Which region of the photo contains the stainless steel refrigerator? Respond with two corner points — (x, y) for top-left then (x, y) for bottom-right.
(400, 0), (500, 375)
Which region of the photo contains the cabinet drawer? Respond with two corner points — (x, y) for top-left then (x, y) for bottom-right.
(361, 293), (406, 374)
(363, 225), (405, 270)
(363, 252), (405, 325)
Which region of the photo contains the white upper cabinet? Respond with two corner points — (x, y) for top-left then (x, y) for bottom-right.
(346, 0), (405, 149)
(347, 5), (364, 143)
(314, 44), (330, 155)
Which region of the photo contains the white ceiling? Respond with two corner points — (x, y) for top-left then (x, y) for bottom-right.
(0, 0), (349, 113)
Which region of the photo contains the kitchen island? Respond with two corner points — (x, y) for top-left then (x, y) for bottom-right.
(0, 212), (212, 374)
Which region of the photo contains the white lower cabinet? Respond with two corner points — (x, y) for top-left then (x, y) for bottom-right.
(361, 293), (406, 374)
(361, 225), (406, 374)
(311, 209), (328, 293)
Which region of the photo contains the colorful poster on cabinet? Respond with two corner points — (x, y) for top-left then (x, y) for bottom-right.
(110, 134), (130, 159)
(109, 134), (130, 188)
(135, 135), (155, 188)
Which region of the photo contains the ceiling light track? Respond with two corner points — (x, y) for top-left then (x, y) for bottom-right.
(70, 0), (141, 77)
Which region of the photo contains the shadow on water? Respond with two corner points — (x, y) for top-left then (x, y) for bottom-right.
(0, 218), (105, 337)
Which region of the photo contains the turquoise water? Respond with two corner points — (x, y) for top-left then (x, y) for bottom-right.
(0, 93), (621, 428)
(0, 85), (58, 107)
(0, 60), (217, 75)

****

> **Do this**:
Rename "water" as "lake" in the records, starting at the line that contains "Which region of the photo contains the ceiling" and ending at the end of the records. Give only those lines, with every other word unchanged.

> **Correct response**:
Which region of the photo contains the ceiling light track? Respond with two corner points — (x, y) for top-left then (x, y) for bottom-right.
(70, 0), (141, 77)
Which region of the photo contains the shadow on lake? Respond with two corner points — (x, y) for top-left then (x, y) for bottom-right.
(0, 218), (105, 337)
Which region of the photo contains the turquoise lake? Respond with two corner points — (x, y) for top-left then (x, y) for bottom-right.
(0, 93), (621, 428)
(0, 85), (58, 107)
(0, 60), (217, 75)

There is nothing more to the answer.